**TASK INSTRUCTIONS**:
Repeat each entry. Keep every line exactly as it is.

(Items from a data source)
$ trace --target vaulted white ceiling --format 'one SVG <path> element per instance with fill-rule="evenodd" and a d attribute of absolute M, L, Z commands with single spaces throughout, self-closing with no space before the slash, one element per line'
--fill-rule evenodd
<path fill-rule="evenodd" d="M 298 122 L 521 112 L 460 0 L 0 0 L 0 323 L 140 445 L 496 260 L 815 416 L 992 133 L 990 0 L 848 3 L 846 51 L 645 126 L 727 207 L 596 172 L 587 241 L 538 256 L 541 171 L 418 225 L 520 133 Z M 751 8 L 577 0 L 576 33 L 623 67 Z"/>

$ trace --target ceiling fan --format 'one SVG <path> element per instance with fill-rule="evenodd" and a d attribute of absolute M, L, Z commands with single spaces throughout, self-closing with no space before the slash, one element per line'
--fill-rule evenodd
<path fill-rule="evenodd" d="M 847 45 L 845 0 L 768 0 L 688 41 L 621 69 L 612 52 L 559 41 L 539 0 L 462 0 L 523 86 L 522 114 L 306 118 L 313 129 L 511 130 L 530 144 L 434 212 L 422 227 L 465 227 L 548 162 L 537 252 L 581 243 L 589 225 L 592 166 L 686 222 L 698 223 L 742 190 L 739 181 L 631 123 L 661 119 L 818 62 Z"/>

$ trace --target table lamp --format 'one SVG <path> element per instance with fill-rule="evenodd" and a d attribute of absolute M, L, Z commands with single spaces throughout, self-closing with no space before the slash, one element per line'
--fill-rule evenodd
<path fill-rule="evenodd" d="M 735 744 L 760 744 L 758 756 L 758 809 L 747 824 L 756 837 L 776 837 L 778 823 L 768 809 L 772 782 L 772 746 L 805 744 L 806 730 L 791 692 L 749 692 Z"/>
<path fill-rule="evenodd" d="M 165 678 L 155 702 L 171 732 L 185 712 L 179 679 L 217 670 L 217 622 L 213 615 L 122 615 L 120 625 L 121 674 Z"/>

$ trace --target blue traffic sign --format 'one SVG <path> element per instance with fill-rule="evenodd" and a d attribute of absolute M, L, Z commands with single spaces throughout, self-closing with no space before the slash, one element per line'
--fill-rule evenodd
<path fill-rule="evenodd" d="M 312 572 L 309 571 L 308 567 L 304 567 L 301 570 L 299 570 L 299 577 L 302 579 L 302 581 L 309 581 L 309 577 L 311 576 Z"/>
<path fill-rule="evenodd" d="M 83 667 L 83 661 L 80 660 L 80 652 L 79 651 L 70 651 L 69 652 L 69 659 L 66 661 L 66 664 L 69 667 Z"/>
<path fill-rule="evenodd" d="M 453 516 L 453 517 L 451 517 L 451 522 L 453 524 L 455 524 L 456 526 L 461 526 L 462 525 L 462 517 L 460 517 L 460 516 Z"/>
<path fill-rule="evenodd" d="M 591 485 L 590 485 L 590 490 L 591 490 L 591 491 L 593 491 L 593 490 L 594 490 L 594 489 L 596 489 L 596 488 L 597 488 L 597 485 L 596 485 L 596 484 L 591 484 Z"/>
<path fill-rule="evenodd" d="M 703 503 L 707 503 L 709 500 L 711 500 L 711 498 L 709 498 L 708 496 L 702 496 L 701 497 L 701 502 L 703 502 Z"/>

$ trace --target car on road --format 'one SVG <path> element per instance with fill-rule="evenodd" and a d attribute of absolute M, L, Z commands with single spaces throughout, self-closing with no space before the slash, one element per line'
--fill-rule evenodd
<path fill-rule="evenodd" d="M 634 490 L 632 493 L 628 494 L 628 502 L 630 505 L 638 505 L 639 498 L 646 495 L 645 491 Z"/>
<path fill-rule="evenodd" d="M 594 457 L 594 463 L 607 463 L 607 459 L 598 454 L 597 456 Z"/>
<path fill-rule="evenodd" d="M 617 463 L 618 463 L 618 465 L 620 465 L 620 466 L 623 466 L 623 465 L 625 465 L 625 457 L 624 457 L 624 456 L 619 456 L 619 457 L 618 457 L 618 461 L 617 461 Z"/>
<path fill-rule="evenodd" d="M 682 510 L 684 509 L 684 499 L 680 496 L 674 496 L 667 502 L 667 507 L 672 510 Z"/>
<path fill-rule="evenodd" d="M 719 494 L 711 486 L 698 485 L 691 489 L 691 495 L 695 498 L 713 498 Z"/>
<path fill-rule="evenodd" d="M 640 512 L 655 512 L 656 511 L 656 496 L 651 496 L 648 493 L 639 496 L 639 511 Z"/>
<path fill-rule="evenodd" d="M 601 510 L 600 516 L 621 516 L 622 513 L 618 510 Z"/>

**EXPECTED ANSWER**:
$ trace --target vaulted white ceiling --format 'one SVG <path> element per instance with fill-rule="evenodd" and a d attribute of absolute M, L, Z commands with single spaces throughout, self-closing with no space before the slash, one element per line'
--fill-rule evenodd
<path fill-rule="evenodd" d="M 298 122 L 521 112 L 460 0 L 0 0 L 0 323 L 140 445 L 496 260 L 815 416 L 992 133 L 990 0 L 848 3 L 846 51 L 645 126 L 727 207 L 596 172 L 587 241 L 538 256 L 541 171 L 418 225 L 520 133 Z M 751 8 L 577 0 L 576 33 L 623 67 Z"/>

$ trace --target ceiling fan --format 'one SVG <path> element per instance with fill-rule="evenodd" and a d attribute of absolute M, L, Z commands with single spaces throughout, self-closing with no space before the slash, one element per line'
--fill-rule evenodd
<path fill-rule="evenodd" d="M 847 45 L 845 0 L 768 0 L 688 41 L 621 69 L 612 52 L 559 41 L 539 0 L 462 0 L 523 86 L 522 114 L 306 118 L 313 129 L 511 130 L 530 144 L 434 212 L 422 227 L 465 227 L 548 162 L 537 252 L 581 243 L 589 225 L 592 166 L 686 222 L 698 223 L 742 190 L 739 181 L 631 123 L 661 119 L 818 62 Z"/>

$ trace --target table lamp --format 'one SVG <path> element per instance with fill-rule="evenodd" and a d attribute of absolute M, L, Z commands with single spaces throughout, self-closing with no space before the slash, one element per line'
--fill-rule evenodd
<path fill-rule="evenodd" d="M 735 744 L 760 744 L 758 756 L 758 809 L 747 824 L 756 837 L 776 837 L 778 823 L 768 809 L 772 782 L 772 746 L 805 744 L 806 730 L 791 692 L 749 692 Z"/>
<path fill-rule="evenodd" d="M 165 678 L 155 702 L 171 732 L 185 712 L 179 679 L 217 670 L 217 622 L 213 615 L 122 615 L 120 625 L 121 674 Z"/>

$ trace --target blue traffic sign --format 'one SVG <path> element per instance with fill-rule="evenodd" and a d attribute of absolute M, L, Z commands with single spaces throughout, self-closing with no space before the slash, one element per line'
--fill-rule evenodd
<path fill-rule="evenodd" d="M 312 572 L 309 571 L 308 567 L 304 567 L 301 570 L 299 570 L 299 577 L 302 579 L 302 581 L 309 581 L 309 577 L 311 576 Z"/>
<path fill-rule="evenodd" d="M 83 667 L 83 661 L 80 660 L 80 652 L 79 651 L 70 651 L 69 652 L 69 659 L 66 661 L 66 664 L 69 667 Z"/>
<path fill-rule="evenodd" d="M 453 516 L 453 517 L 451 517 L 451 522 L 453 524 L 455 524 L 456 526 L 461 526 L 462 525 L 462 517 L 460 517 L 460 516 Z"/>
<path fill-rule="evenodd" d="M 591 485 L 590 485 L 590 490 L 591 490 L 591 491 L 593 491 L 593 490 L 594 490 L 594 489 L 596 489 L 596 488 L 597 488 L 597 485 L 596 485 L 596 484 L 591 484 Z"/>
<path fill-rule="evenodd" d="M 703 503 L 707 503 L 709 500 L 711 500 L 711 498 L 709 498 L 708 496 L 702 496 L 701 497 L 701 502 L 703 502 Z"/>

$ trace --target car on road --format 'one SVG <path> element per instance with fill-rule="evenodd" and a d attribute of absolute M, L, Z commands with single spaces throughout, self-closing with no space before the slash, one element per line'
--fill-rule evenodd
<path fill-rule="evenodd" d="M 634 490 L 632 493 L 628 494 L 628 502 L 630 505 L 638 505 L 639 498 L 646 495 L 645 491 Z"/>
<path fill-rule="evenodd" d="M 594 457 L 594 463 L 607 463 L 607 459 L 598 454 L 597 456 Z"/>
<path fill-rule="evenodd" d="M 617 463 L 618 463 L 618 465 L 620 465 L 620 466 L 623 466 L 623 465 L 625 465 L 625 457 L 624 457 L 624 456 L 619 456 L 619 457 L 618 457 L 618 461 L 617 461 Z"/>
<path fill-rule="evenodd" d="M 682 510 L 684 509 L 684 499 L 680 496 L 674 496 L 667 502 L 667 507 L 672 510 Z"/>
<path fill-rule="evenodd" d="M 719 494 L 711 486 L 698 485 L 691 489 L 691 495 L 695 498 L 713 498 Z"/>
<path fill-rule="evenodd" d="M 640 512 L 655 512 L 656 511 L 656 496 L 651 496 L 648 493 L 639 496 L 639 511 Z"/>
<path fill-rule="evenodd" d="M 601 510 L 600 516 L 621 516 L 622 513 L 618 510 Z"/>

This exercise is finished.